● RECORDS FOR PROCESSING:
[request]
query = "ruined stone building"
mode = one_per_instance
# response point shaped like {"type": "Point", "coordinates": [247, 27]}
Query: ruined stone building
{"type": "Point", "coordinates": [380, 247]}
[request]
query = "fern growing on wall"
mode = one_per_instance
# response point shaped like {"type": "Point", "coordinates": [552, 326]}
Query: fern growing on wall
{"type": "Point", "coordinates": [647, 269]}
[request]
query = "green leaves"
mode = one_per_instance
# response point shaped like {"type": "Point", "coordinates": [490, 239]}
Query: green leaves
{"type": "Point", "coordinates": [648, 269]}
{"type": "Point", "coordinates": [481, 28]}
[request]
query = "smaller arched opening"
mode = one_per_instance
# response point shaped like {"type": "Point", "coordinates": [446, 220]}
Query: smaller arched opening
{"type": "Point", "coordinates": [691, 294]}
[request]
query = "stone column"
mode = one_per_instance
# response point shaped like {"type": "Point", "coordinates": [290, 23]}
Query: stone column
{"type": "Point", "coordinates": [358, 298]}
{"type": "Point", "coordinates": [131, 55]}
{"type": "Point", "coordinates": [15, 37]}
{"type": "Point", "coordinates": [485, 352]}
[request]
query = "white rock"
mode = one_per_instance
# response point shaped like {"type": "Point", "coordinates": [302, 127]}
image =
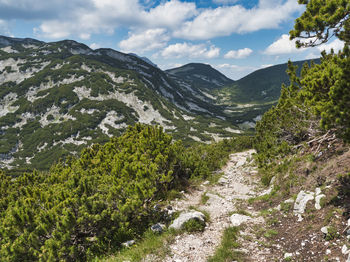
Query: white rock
{"type": "Point", "coordinates": [184, 217]}
{"type": "Point", "coordinates": [317, 201]}
{"type": "Point", "coordinates": [324, 230]}
{"type": "Point", "coordinates": [317, 191]}
{"type": "Point", "coordinates": [129, 243]}
{"type": "Point", "coordinates": [222, 181]}
{"type": "Point", "coordinates": [300, 203]}
{"type": "Point", "coordinates": [238, 219]}
{"type": "Point", "coordinates": [290, 200]}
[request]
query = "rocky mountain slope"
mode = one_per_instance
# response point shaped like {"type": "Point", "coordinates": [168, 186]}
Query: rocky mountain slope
{"type": "Point", "coordinates": [57, 98]}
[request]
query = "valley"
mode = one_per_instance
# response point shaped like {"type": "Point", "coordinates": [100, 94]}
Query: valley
{"type": "Point", "coordinates": [57, 98]}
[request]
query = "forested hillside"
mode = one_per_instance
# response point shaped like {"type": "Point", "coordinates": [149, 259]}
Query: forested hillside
{"type": "Point", "coordinates": [117, 187]}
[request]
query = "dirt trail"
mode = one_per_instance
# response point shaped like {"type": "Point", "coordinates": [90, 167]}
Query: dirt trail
{"type": "Point", "coordinates": [238, 183]}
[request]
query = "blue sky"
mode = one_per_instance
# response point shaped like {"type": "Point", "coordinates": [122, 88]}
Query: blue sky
{"type": "Point", "coordinates": [234, 36]}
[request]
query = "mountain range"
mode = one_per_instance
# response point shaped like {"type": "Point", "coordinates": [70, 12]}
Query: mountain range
{"type": "Point", "coordinates": [57, 98]}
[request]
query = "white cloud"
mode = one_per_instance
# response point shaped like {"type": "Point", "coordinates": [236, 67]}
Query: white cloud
{"type": "Point", "coordinates": [313, 56]}
{"type": "Point", "coordinates": [336, 45]}
{"type": "Point", "coordinates": [266, 65]}
{"type": "Point", "coordinates": [225, 2]}
{"type": "Point", "coordinates": [226, 20]}
{"type": "Point", "coordinates": [145, 41]}
{"type": "Point", "coordinates": [229, 66]}
{"type": "Point", "coordinates": [179, 50]}
{"type": "Point", "coordinates": [104, 16]}
{"type": "Point", "coordinates": [170, 14]}
{"type": "Point", "coordinates": [238, 54]}
{"type": "Point", "coordinates": [282, 46]}
{"type": "Point", "coordinates": [4, 28]}
{"type": "Point", "coordinates": [95, 46]}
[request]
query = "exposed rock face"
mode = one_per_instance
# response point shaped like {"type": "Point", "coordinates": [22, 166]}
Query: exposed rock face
{"type": "Point", "coordinates": [301, 202]}
{"type": "Point", "coordinates": [238, 219]}
{"type": "Point", "coordinates": [185, 217]}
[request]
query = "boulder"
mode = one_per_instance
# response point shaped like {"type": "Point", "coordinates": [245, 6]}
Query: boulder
{"type": "Point", "coordinates": [157, 228]}
{"type": "Point", "coordinates": [324, 230]}
{"type": "Point", "coordinates": [300, 203]}
{"type": "Point", "coordinates": [238, 219]}
{"type": "Point", "coordinates": [129, 243]}
{"type": "Point", "coordinates": [185, 217]}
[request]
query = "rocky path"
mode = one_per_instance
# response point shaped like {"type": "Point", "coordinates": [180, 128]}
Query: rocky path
{"type": "Point", "coordinates": [238, 183]}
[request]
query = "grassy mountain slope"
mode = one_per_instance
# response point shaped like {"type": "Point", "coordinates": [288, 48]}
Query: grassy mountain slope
{"type": "Point", "coordinates": [201, 76]}
{"type": "Point", "coordinates": [57, 98]}
{"type": "Point", "coordinates": [261, 86]}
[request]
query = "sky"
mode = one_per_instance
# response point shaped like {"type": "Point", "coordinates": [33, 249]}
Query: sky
{"type": "Point", "coordinates": [236, 37]}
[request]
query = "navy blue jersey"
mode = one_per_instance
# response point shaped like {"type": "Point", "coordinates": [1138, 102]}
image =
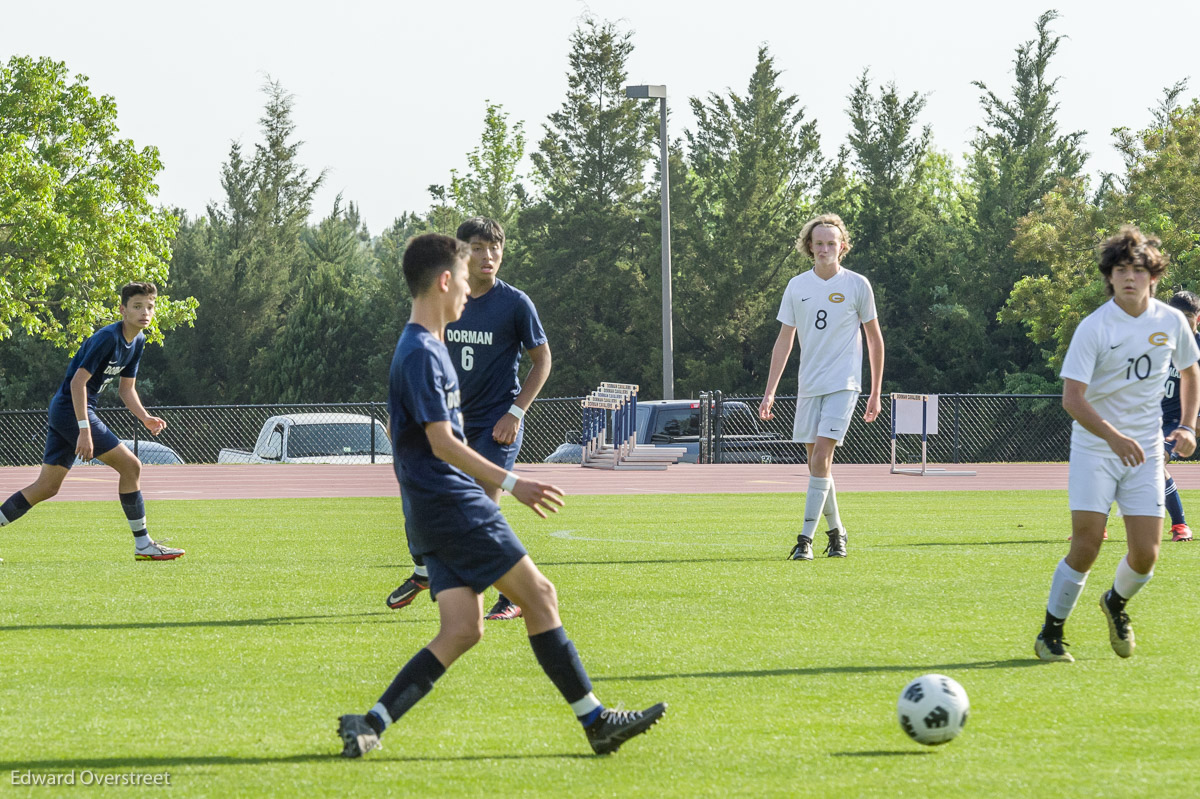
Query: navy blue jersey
{"type": "Point", "coordinates": [485, 348]}
{"type": "Point", "coordinates": [106, 354]}
{"type": "Point", "coordinates": [439, 499]}
{"type": "Point", "coordinates": [1171, 398]}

● THE TASK: The entries are to be written out again exactly, without their pictures.

● FINISHED EXERCISE:
[request]
query = "ruined stone building"
mode = one_per_instance
# response point shaped like {"type": "Point", "coordinates": [247, 27]}
Query: ruined stone building
{"type": "Point", "coordinates": [380, 247]}
[request]
query = "fern growing on wall"
mode = one_per_instance
# response point shaped like {"type": "Point", "coordinates": [552, 326]}
Query: fern growing on wall
{"type": "Point", "coordinates": [647, 269]}
[request]
query = "green leaves"
mode = one_per_instance
# response point shaped like {"type": "Point", "coordinates": [490, 239]}
Query: green leaves
{"type": "Point", "coordinates": [648, 269]}
{"type": "Point", "coordinates": [481, 28]}
[request]
query = "smaller arched opening"
mode = one_per_instance
# response point shaped like {"type": "Point", "coordinates": [446, 220]}
Query: smaller arched opening
{"type": "Point", "coordinates": [691, 294]}
[request]
query = "stone column"
mode = one_per_instance
# response point shaped like {"type": "Point", "coordinates": [290, 23]}
Query: stone column
{"type": "Point", "coordinates": [358, 298]}
{"type": "Point", "coordinates": [131, 55]}
{"type": "Point", "coordinates": [15, 37]}
{"type": "Point", "coordinates": [485, 352]}
[request]
query = "white rock"
mode = one_per_instance
# response point shaped like {"type": "Point", "coordinates": [302, 127]}
image =
Query: white rock
{"type": "Point", "coordinates": [184, 217]}
{"type": "Point", "coordinates": [317, 201]}
{"type": "Point", "coordinates": [324, 230]}
{"type": "Point", "coordinates": [317, 191]}
{"type": "Point", "coordinates": [129, 243]}
{"type": "Point", "coordinates": [222, 181]}
{"type": "Point", "coordinates": [300, 203]}
{"type": "Point", "coordinates": [238, 219]}
{"type": "Point", "coordinates": [290, 200]}
[request]
query = "rocky mountain slope"
mode = one_per_instance
# response point shaped like {"type": "Point", "coordinates": [168, 186]}
Query: rocky mountain slope
{"type": "Point", "coordinates": [57, 98]}
[request]
query = "valley"
mode = one_per_instance
# response point shaped like {"type": "Point", "coordinates": [100, 94]}
Query: valley
{"type": "Point", "coordinates": [57, 98]}
[request]
query = "forested hillside"
mode = one_per_instance
# response point shaped like {"type": "Point", "coordinates": [149, 259]}
Query: forested hillside
{"type": "Point", "coordinates": [117, 187]}
[request]
query = "dirt trail"
mode = one_per_instance
# response point shaped like {"type": "Point", "coordinates": [90, 167]}
Query: dirt trail
{"type": "Point", "coordinates": [238, 183]}
[request]
query = "blue sky"
mode = one_per_instance
# response point shaped like {"type": "Point", "coordinates": [122, 88]}
Query: blue sky
{"type": "Point", "coordinates": [234, 36]}
[request]
query = "mountain range"
mode = one_per_instance
# response point shaped like {"type": "Point", "coordinates": [70, 12]}
Query: mountain range
{"type": "Point", "coordinates": [57, 98]}
[request]
query = "white cloud"
mode = one_per_instance
# response point shaped like {"type": "Point", "coordinates": [236, 67]}
Query: white cloud
{"type": "Point", "coordinates": [313, 56]}
{"type": "Point", "coordinates": [336, 45]}
{"type": "Point", "coordinates": [266, 65]}
{"type": "Point", "coordinates": [225, 2]}
{"type": "Point", "coordinates": [226, 20]}
{"type": "Point", "coordinates": [145, 41]}
{"type": "Point", "coordinates": [229, 66]}
{"type": "Point", "coordinates": [179, 50]}
{"type": "Point", "coordinates": [104, 16]}
{"type": "Point", "coordinates": [170, 14]}
{"type": "Point", "coordinates": [238, 54]}
{"type": "Point", "coordinates": [282, 46]}
{"type": "Point", "coordinates": [4, 28]}
{"type": "Point", "coordinates": [95, 46]}
[request]
query = "exposed rock face"
mode = one_per_instance
# response point shaped like {"type": "Point", "coordinates": [22, 166]}
Query: exposed rock face
{"type": "Point", "coordinates": [301, 202]}
{"type": "Point", "coordinates": [238, 219]}
{"type": "Point", "coordinates": [185, 217]}
[request]
query = "boulder"
mode = one_per_instance
# response point shaped like {"type": "Point", "coordinates": [245, 6]}
Query: boulder
{"type": "Point", "coordinates": [157, 228]}
{"type": "Point", "coordinates": [324, 230]}
{"type": "Point", "coordinates": [300, 203]}
{"type": "Point", "coordinates": [238, 219]}
{"type": "Point", "coordinates": [129, 243]}
{"type": "Point", "coordinates": [185, 217]}
[request]
query = "rocky path"
mode = one_per_instance
# response point shaped like {"type": "Point", "coordinates": [180, 128]}
Query: rocky path
{"type": "Point", "coordinates": [238, 183]}
[request]
query = "grassy mountain slope"
mode = one_per_instance
# response point shaped like {"type": "Point", "coordinates": [288, 48]}
Query: grassy mountain slope
{"type": "Point", "coordinates": [201, 76]}
{"type": "Point", "coordinates": [57, 98]}
{"type": "Point", "coordinates": [261, 86]}
[request]
query = "sky"
mode = one_per_instance
# response point shaped like {"type": "Point", "coordinates": [33, 249]}
Query: sky
{"type": "Point", "coordinates": [236, 37]}
[request]
query = "navy blue jersey"
mode = one_per_instance
# response point shaped like {"type": "Point", "coordinates": [1138, 102]}
image =
Query: navy blue jersey
{"type": "Point", "coordinates": [485, 348]}
{"type": "Point", "coordinates": [106, 354]}
{"type": "Point", "coordinates": [439, 499]}
{"type": "Point", "coordinates": [1171, 398]}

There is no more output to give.